§ **Tasks to carry out**:
A: In the passage on internal communication, why is a company's relationship with its employees first in time?
B: Rewrite the passage on internal communication from "This makes internal" to "and best-defended refuge.", changing "truest test" to "hardest test".

§ **Passage shown**:
* * *

The first relationship
Of all the relationships a company maintains, the one with its own employees is the first. It is first in time, because it exists before the company has customers, investors, or a public. It is the most constitutive, because the company is, in large part, the conduct of the people inside it. And it is first in exposure, because it is the one relationship in which conduct is read directly, at close range, every day – not through disclosure, not through a quarterly presentation, but in what is decided, and how.
This makes internal communication the truest test of everything I have argued about the relational paradigm. It is also where the paradigm most often fails in practice, because internally the transmission model has its last and best-defended refuge.
Dissemination is the transmission model's last refuge
Many organisations that have accepted two-way thinking in their external relations still run internal communication as a cascade: decide at the top, announce downward, and then ask the organisation to “align”. This is the one-way transmission model in its purest form, and it survives internally precisely because the asymmetry of power makes it feel efficient. Employees can be informed rather than engaged, the reasoning runs, because they are not going anywhere.
The reasoning is wrong on its own terms. Employees are not an audience to be informed of a strategy. They are the people through whom the strategy is executed or quietly defeated. Their understanding is not a courtesy extended after the decision; it is a condition of the decision working at all. The two-way model that James E. Grunig set against transmission is not a luxury reserved for external stakeholders with the power to refuse. It applies with most force to the relationship where execution actually happens.
Employees read conduct, not documents
I have argued in It’s emotional, stupid that people do not process a restructuring by reading the strategy document. They process it by reading the leader's face, the tone of the room, and whether the first sentence acknowledges what they are feeling or jumps straight to the rationale. This is true of all communication, but inside the firm it is decisive, because the audience has continuous access to the evidence.

* * *

§ **Listed records**:
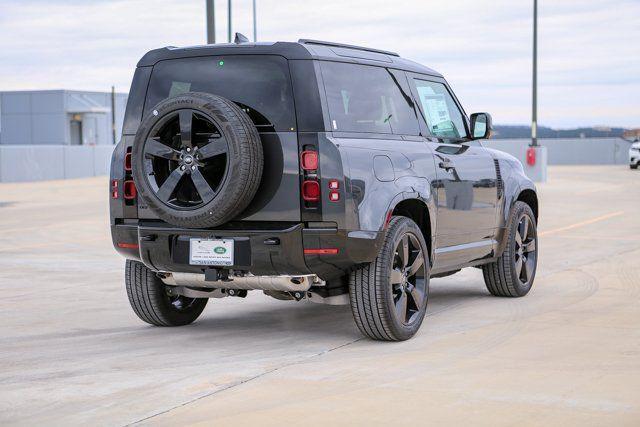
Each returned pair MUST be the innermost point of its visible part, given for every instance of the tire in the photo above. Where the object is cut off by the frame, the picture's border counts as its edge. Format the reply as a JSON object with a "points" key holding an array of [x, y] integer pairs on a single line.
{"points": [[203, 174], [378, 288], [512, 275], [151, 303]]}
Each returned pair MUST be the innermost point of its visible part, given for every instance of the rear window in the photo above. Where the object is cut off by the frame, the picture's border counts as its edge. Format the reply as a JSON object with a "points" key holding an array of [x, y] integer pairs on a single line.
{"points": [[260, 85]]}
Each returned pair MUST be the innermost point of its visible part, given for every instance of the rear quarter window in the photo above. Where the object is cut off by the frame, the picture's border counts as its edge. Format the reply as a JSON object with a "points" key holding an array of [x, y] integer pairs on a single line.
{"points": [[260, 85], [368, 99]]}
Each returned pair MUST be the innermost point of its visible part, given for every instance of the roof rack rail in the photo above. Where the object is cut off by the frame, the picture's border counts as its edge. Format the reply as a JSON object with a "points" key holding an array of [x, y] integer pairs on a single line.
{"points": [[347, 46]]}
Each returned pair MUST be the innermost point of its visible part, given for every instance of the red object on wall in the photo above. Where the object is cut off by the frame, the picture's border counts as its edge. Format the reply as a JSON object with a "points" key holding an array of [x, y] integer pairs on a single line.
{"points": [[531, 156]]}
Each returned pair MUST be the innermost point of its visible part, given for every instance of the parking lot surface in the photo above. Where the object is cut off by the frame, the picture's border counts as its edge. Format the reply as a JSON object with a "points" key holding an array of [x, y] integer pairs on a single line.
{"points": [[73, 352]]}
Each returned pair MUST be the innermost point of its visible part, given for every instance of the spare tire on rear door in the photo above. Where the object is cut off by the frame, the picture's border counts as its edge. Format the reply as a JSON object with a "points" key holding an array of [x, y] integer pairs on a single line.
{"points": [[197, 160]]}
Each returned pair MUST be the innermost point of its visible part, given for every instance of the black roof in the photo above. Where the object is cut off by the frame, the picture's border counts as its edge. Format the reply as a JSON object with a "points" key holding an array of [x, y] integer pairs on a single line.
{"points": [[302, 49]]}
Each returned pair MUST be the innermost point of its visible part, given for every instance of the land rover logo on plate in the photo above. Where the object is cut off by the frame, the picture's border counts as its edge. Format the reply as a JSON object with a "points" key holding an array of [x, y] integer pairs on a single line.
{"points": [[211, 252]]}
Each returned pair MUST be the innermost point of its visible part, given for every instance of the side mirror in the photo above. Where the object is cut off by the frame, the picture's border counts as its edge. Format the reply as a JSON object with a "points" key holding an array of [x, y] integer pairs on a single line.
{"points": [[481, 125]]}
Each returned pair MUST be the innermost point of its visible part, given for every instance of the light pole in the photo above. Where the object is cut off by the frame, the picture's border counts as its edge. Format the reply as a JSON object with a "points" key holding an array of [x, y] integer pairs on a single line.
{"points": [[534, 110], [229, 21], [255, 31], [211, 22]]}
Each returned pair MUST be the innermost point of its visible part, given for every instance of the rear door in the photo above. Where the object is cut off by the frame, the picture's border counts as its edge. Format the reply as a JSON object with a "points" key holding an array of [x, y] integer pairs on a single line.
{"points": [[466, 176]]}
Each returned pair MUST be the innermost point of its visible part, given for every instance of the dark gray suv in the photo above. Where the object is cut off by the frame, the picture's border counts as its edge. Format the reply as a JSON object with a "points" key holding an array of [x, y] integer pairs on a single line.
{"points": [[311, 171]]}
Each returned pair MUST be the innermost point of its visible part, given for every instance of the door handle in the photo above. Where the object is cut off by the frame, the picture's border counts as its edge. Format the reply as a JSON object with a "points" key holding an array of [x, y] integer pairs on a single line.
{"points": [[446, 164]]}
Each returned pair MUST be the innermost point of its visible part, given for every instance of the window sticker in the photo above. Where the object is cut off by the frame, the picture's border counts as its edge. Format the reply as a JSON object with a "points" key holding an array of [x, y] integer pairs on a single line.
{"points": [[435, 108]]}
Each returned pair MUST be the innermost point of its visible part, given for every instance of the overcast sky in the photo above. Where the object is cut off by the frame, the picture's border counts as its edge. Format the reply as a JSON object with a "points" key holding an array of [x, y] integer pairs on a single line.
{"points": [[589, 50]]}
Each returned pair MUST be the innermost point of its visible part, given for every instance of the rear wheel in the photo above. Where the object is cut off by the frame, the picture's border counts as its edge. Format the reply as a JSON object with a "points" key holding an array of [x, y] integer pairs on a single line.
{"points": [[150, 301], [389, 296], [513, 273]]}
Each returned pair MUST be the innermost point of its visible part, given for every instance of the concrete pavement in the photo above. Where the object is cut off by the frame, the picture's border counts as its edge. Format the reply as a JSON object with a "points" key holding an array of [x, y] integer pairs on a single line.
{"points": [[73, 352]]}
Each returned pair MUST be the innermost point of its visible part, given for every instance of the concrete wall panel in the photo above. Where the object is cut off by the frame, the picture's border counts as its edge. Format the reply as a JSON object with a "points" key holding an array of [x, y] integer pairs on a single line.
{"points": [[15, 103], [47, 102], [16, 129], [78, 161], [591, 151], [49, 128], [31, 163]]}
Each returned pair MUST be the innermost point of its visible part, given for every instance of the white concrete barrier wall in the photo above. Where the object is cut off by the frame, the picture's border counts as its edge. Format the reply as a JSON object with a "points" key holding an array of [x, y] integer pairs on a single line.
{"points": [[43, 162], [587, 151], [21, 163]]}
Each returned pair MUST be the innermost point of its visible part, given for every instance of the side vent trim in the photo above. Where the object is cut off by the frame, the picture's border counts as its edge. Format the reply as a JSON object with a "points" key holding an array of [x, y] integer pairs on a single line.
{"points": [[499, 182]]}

* * *

§ **Answers per task**:
A: Because it exists before the company has customers, investors, or a public.

B:
This makes internal communication the hardest test of everything I have argued about the relational paradigm. It is also where the paradigm most often fails in practice, because internally the transmission model has its last and best-defended refuge.